_What is asked_.
Can you copy the lines of the data below word for word, starting at the line that contains "The function MUST return, for every instance of the mossy" and ending at the line that contains "Query: mossy rock", with both of those lines included?

___ Entries shown

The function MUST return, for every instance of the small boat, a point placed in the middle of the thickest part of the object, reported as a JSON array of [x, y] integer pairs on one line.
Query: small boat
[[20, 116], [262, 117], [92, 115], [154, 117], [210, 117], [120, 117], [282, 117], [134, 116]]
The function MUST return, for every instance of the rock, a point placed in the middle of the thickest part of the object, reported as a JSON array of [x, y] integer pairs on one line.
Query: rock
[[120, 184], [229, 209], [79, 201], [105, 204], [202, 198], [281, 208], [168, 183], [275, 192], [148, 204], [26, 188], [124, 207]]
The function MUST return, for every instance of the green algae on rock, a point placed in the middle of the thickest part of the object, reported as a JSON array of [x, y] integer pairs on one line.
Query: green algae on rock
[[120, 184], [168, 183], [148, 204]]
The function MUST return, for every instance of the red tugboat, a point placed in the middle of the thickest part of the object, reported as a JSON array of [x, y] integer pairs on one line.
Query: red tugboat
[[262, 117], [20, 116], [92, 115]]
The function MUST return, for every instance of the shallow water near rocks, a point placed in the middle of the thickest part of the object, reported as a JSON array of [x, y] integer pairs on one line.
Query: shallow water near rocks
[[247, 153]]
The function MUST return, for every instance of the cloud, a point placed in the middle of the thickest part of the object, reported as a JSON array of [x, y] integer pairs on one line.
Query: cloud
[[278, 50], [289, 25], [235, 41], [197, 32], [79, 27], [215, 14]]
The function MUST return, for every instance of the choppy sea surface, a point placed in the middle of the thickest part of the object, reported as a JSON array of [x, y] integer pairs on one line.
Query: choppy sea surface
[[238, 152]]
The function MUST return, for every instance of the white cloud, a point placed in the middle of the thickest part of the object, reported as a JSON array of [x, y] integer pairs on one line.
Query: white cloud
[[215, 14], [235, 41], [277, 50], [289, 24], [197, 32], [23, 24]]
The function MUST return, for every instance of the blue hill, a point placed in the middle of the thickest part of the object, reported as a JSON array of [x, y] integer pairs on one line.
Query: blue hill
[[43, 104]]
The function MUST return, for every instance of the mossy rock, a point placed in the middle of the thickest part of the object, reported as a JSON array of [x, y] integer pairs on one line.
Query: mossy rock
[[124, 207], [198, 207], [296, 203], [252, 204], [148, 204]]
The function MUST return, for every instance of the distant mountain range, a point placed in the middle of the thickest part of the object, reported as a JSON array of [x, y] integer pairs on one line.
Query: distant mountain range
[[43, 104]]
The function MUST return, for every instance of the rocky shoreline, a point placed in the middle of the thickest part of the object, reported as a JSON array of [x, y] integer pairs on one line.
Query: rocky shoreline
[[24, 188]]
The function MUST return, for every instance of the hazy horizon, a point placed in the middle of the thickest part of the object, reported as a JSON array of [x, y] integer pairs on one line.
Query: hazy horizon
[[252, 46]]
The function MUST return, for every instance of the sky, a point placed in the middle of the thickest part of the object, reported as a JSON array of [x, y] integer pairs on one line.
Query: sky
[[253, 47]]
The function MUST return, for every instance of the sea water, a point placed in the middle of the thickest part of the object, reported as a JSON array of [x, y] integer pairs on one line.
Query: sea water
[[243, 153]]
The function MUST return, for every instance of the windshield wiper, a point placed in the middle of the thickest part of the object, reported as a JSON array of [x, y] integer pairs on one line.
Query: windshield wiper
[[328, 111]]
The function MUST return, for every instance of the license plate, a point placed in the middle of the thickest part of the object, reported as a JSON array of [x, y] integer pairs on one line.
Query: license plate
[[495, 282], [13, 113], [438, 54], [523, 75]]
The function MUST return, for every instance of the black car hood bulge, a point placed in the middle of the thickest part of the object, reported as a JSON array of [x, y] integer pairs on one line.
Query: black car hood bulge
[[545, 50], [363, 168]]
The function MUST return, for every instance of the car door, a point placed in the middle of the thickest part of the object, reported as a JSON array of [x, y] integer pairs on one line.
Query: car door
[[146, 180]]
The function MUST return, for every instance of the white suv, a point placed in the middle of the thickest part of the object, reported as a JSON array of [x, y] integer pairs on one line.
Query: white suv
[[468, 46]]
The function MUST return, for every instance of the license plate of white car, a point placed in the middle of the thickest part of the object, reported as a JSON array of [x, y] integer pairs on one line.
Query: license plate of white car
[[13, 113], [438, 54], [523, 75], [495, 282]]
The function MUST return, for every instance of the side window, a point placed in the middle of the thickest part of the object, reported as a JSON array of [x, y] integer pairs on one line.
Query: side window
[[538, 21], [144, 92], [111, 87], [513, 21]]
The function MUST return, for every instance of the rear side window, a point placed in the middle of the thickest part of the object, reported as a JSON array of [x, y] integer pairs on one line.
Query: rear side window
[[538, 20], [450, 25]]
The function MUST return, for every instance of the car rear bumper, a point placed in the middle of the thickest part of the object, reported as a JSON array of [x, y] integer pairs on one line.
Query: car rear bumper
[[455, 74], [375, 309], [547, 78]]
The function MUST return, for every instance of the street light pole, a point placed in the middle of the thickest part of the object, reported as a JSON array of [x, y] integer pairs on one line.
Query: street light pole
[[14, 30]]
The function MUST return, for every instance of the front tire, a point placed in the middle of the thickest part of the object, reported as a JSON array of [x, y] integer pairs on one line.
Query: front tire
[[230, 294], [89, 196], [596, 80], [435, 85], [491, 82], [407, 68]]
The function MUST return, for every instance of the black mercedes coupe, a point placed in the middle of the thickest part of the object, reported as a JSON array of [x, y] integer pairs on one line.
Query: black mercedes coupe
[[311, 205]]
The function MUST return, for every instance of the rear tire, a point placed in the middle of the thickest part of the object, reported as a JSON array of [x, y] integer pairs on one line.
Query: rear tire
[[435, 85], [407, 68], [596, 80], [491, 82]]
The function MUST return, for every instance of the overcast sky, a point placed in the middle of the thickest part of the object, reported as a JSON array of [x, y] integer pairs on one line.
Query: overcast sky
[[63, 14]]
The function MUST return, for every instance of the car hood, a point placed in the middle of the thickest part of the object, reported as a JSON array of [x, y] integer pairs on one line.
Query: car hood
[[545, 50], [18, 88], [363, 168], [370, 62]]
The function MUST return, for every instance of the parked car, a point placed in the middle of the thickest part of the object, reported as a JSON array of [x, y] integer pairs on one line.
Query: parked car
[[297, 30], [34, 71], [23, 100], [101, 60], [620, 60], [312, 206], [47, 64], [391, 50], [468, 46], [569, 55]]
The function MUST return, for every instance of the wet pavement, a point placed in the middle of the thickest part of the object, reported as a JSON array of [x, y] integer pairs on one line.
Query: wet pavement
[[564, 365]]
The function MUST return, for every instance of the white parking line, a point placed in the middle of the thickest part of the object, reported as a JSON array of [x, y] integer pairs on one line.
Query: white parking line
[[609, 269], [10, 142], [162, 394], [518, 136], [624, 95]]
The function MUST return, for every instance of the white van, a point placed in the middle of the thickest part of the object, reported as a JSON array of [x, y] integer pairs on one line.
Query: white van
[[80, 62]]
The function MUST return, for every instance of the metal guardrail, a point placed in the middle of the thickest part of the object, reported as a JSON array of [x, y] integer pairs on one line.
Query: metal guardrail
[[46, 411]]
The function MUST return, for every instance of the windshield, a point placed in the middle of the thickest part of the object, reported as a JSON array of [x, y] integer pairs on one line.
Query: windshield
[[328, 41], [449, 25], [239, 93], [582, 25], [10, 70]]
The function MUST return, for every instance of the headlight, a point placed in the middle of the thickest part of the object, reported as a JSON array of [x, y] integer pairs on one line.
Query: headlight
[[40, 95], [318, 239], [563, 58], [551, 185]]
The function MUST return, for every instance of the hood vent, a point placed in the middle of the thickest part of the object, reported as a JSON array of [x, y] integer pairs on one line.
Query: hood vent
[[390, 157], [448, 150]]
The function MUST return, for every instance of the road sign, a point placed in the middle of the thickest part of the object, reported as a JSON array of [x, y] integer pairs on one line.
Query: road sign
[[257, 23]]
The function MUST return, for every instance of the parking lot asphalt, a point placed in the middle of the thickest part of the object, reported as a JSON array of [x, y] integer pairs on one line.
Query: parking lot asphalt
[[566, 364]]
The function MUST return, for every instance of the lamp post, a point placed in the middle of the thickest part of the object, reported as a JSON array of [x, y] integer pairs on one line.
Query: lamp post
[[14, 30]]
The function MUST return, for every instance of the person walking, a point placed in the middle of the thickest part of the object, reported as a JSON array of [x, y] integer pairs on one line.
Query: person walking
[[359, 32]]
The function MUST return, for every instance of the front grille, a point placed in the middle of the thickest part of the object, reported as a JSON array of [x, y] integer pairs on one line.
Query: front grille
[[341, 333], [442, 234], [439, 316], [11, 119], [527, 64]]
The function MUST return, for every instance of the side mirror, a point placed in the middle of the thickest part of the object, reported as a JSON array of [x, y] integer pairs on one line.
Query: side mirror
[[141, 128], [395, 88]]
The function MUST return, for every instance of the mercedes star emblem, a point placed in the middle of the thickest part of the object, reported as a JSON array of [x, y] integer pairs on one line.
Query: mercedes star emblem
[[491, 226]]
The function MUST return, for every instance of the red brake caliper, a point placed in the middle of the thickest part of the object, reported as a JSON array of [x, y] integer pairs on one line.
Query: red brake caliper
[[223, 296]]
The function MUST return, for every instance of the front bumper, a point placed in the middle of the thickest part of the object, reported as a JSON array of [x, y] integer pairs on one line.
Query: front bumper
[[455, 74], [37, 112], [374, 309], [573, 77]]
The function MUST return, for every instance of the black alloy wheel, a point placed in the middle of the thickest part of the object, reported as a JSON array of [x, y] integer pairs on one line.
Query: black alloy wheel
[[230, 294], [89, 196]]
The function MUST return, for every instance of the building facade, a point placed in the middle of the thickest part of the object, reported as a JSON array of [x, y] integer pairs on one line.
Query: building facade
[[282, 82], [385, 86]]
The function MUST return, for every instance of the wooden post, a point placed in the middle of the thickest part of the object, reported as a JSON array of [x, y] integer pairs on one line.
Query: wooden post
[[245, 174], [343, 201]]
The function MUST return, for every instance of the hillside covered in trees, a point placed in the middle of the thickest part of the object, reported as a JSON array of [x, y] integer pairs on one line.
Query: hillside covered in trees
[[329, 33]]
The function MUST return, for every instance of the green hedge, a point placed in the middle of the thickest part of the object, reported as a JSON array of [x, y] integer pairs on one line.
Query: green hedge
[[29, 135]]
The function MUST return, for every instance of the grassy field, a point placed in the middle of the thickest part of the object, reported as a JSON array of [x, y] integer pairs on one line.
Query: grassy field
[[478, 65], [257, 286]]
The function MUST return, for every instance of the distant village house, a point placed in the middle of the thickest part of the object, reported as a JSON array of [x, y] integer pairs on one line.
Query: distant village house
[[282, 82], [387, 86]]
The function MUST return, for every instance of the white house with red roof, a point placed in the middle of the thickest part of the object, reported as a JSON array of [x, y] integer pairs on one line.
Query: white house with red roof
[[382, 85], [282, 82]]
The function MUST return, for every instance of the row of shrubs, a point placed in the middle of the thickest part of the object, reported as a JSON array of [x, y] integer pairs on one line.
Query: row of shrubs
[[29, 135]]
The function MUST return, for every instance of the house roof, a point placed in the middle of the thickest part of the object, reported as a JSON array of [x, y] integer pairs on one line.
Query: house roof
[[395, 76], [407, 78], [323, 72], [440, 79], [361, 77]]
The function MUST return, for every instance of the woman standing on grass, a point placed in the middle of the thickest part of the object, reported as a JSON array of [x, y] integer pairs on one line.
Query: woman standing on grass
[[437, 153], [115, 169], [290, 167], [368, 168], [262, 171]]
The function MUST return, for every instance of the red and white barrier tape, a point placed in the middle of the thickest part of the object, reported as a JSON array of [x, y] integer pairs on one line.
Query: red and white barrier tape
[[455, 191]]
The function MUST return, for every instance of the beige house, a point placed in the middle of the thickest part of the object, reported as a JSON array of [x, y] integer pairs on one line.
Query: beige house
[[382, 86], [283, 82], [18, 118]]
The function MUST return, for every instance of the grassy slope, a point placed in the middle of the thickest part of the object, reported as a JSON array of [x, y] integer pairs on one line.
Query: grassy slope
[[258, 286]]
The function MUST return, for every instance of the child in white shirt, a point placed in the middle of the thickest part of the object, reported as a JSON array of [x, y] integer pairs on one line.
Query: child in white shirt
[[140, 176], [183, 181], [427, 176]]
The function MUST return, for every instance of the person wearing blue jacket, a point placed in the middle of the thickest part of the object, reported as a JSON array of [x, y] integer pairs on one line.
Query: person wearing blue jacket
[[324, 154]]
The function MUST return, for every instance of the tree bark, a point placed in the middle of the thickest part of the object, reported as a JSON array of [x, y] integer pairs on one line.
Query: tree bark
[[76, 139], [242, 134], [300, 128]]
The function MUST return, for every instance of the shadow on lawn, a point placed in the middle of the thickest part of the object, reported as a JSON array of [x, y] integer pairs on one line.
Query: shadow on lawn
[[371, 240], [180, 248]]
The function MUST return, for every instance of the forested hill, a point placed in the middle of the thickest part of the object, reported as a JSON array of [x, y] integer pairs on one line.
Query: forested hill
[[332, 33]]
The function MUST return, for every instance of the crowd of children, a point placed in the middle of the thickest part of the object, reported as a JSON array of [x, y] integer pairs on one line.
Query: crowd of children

______

_Output_.
The function MUST return, for every instance of the mossy rock, a point placed in the middle of the thickest part of the object, reported as a JSON array of [x, y] integer pairs on one line.
Query: mossy rock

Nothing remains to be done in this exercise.